● **Source material**:
◇ ◇ ◇ ◇

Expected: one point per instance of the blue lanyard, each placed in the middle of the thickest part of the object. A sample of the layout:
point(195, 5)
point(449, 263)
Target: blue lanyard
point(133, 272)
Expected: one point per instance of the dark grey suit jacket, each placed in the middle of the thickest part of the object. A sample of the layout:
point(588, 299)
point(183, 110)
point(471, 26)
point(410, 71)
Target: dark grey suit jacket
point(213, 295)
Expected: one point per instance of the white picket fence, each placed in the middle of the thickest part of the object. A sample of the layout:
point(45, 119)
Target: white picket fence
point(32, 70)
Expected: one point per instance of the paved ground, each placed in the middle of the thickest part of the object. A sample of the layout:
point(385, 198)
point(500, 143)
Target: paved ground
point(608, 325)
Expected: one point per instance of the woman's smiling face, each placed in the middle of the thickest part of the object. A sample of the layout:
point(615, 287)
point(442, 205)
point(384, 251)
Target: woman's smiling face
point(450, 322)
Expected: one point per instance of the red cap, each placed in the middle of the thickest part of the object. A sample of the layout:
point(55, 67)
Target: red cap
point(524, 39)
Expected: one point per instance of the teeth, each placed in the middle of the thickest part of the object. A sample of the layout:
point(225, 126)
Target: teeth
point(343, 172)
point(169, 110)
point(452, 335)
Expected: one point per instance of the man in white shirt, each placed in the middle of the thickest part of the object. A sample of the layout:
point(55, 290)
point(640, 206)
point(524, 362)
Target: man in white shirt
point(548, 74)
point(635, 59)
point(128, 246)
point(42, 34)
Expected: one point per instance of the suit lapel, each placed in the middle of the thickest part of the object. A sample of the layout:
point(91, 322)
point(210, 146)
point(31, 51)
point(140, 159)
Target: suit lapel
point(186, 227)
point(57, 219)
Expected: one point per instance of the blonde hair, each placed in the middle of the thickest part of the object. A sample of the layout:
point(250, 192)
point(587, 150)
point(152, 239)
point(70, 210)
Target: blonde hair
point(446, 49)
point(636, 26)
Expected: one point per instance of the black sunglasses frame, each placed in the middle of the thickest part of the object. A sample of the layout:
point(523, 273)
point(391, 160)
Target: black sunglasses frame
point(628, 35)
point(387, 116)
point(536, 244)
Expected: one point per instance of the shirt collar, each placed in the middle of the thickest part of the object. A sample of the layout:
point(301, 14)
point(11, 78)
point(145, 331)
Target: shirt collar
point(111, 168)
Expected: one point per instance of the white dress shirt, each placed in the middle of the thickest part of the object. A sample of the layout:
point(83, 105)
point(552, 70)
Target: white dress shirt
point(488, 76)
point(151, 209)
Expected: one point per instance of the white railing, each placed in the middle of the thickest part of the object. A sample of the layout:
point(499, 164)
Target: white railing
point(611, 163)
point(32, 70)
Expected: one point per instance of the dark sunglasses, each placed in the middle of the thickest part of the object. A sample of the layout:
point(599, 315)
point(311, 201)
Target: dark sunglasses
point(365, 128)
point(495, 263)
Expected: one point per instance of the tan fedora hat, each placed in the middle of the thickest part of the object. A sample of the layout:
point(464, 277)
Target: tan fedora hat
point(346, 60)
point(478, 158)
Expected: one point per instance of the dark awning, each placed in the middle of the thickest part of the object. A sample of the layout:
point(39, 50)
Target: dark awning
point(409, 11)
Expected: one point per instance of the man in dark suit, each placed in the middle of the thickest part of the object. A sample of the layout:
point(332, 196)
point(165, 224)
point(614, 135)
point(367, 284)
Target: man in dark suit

◇ ◇ ◇ ◇

● **Objective**: Copy out every item above line by line, changing nothing.

● **Finished task**:
Expected: one point per instance of the blue lanyard, each placed in the middle of the thickest part of the object. A sample of the layout:
point(195, 5)
point(449, 263)
Target: blue lanyard
point(133, 272)
Expected: one point per instance of the dark grey suit jacket, each placed in the middle of the thickest part of the object. A sample of the layout:
point(588, 299)
point(183, 110)
point(471, 26)
point(410, 71)
Target: dark grey suit jacket
point(213, 295)
Expected: one point per instance of the white picket fence, each placed in the middle of the thickest part of the object. A sample of the layout:
point(45, 119)
Target: white picket fence
point(32, 70)
Expected: one point per instance of the paved ground, each placed in the middle of the thickest part of the object. A sample of the layout:
point(385, 198)
point(500, 143)
Target: paved ground
point(608, 325)
Expected: one point per instance of the woman's smiling face, each placed in the middle of the thickest part of the object. A sample of the layout:
point(615, 287)
point(442, 205)
point(384, 251)
Target: woman's smiling face
point(450, 322)
Expected: one point per instance of the red cap, each placed in the middle of the thickest part of the object. A sample of the layout:
point(55, 67)
Target: red cap
point(524, 39)
Expected: one point per instance of the teeth, each placed in the middle of the thickest part of the object. A sample of the layout:
point(225, 126)
Target: teeth
point(343, 172)
point(169, 110)
point(452, 335)
Expected: one point per instance of the man in white shirt, each placed in the middle of the thickest part of the object. A sample of the layout:
point(55, 290)
point(640, 206)
point(524, 362)
Target: man in white shirt
point(548, 74)
point(635, 59)
point(128, 246)
point(42, 34)
Expected: one point per instance of the suit lapel, each placed in the middle of the thickest part of the object. A sample of the layout:
point(91, 322)
point(210, 146)
point(31, 51)
point(140, 159)
Target: suit lapel
point(186, 227)
point(57, 219)
Expected: one point per instance of the blonde hair, each placed in the middle of the thickest part of the object. A sample of the layout:
point(250, 192)
point(587, 150)
point(152, 239)
point(70, 210)
Target: blonde hair
point(446, 49)
point(636, 26)
Expected: one point per instance of the black sunglasses frame, each placed in the middle of the thickest part of the object. A sample of the layout:
point(523, 273)
point(391, 160)
Target: black sunglasses frame
point(628, 35)
point(387, 116)
point(536, 244)
Expected: one point per instance of the shirt collar, each placed in the middle of the thickest part of the object. A sample of the layout:
point(301, 14)
point(11, 78)
point(145, 331)
Target: shirt collar
point(111, 168)
Expected: one point per instance of the white dress shirt, each placed in the middle of the thickest part of the object. A sample of the layout:
point(83, 105)
point(552, 70)
Target: white dress shirt
point(488, 76)
point(151, 209)
Expected: one point per instance of the white railing, each placed in the middle of the thickest part of the object. A sample of the layout:
point(499, 164)
Target: white railing
point(611, 163)
point(32, 70)
Expected: one point per instance of the dark sunglasses, each placed in the middle of the thickest part of the object. A sample of the layout:
point(599, 315)
point(311, 201)
Target: dark sunglasses
point(365, 128)
point(495, 263)
Expected: one point per instance of the tan fedora hat, each placed in the middle of the thickest part of the object. A sample of the layout:
point(464, 277)
Target: tan fedora hat
point(346, 60)
point(478, 158)
Expected: one point per instance of the dark awning, each placed in the middle of the thickest part of the object. A sample of the layout:
point(39, 50)
Target: dark awning
point(409, 11)
Expected: one point per instance of the man in dark suit, each placed in the middle of the thickest part of the object. A sample of the layout:
point(332, 196)
point(165, 224)
point(614, 135)
point(367, 284)
Target: man in dark suit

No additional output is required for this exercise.